Excerpts from point annotation data
#####
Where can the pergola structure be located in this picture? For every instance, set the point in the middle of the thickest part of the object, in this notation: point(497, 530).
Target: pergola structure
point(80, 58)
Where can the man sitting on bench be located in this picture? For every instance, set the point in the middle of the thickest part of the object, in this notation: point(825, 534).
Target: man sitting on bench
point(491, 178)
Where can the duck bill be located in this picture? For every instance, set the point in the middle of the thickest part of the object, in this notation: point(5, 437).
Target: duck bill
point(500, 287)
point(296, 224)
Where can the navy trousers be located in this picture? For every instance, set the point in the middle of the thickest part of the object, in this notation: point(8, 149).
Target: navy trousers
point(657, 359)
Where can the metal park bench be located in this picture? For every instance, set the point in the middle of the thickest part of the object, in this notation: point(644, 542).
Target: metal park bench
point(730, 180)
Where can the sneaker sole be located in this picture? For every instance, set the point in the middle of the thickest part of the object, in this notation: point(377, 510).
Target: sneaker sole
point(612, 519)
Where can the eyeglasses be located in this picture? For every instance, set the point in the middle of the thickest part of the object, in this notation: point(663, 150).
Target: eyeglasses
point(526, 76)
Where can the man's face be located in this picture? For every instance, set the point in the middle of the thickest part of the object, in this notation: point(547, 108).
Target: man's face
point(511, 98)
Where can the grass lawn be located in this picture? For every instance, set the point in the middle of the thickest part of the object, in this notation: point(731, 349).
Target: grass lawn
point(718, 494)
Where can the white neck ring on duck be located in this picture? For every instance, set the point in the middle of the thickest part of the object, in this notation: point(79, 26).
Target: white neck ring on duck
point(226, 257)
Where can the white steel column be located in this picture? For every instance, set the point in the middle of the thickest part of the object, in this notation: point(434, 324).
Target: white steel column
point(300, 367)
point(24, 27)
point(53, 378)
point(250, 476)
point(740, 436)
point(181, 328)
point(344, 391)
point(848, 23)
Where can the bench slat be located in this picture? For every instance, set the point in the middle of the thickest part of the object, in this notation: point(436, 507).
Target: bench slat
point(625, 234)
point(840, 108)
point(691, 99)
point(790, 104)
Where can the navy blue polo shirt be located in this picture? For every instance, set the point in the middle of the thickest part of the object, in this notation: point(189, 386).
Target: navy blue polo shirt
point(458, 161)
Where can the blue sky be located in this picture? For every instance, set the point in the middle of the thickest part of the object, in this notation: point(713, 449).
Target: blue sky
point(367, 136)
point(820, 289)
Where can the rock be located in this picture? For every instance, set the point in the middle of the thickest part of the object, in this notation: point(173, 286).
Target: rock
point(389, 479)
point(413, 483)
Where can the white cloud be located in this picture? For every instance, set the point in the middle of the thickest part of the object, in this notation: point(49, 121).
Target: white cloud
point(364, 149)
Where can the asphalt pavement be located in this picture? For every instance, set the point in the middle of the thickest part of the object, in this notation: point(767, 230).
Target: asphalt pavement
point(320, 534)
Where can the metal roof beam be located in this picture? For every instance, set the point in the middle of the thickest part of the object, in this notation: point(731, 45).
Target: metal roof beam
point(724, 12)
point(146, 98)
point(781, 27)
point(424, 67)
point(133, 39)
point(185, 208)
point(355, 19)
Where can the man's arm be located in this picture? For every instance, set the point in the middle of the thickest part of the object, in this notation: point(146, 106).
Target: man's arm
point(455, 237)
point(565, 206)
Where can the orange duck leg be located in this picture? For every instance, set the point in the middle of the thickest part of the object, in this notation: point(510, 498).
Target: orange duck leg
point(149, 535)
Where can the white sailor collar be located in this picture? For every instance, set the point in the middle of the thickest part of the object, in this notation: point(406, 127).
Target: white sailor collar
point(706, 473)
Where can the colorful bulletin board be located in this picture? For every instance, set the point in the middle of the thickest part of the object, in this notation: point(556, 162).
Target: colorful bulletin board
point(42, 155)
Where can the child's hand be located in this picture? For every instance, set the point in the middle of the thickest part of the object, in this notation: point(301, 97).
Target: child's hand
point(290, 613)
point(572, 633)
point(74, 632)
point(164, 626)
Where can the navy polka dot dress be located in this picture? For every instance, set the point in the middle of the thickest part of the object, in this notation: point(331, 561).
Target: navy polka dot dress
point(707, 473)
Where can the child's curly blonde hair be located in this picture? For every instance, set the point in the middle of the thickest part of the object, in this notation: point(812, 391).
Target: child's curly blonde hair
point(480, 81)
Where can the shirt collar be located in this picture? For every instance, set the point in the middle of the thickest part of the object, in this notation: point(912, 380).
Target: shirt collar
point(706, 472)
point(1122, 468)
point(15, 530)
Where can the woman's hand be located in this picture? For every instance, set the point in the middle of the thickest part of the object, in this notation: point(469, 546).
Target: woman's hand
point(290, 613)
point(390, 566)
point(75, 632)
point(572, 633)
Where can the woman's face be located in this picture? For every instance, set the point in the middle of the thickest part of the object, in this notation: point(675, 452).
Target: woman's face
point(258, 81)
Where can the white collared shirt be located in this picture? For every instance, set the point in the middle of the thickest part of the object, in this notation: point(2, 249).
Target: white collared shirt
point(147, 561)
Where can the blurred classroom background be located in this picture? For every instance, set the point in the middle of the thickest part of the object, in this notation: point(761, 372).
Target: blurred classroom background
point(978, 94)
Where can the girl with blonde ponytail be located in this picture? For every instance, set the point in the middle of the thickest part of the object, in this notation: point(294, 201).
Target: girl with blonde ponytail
#####
**EXERCISE DIRECTIONS**
Add 21 to each coordinate in the answers and write out again the stretch of rows from the line that contains "Where can the child's hand" through the line that contains "point(480, 81)", keeping every line in that stretch. Reproduce only those lines.

**EXPECTED ANSWER**
Where can the child's hand be located in this picture? For every instance, set the point in the middle of the thickest part of the object, in this notation: point(301, 97).
Target: child's hand
point(311, 634)
point(593, 654)
point(95, 653)
point(185, 647)
Where can the navy polka dot dress be located in this picture? For every instance, set the point in the middle of the thickest part of the object, in this notation: point(331, 561).
Target: navy polka dot dress
point(728, 494)
Where can the child's curly blonde hair be located in this picture? For every instance, set the point in the middle of the thickest part of the object, in this notation: point(812, 391).
Target: child's curly blonde hair
point(501, 102)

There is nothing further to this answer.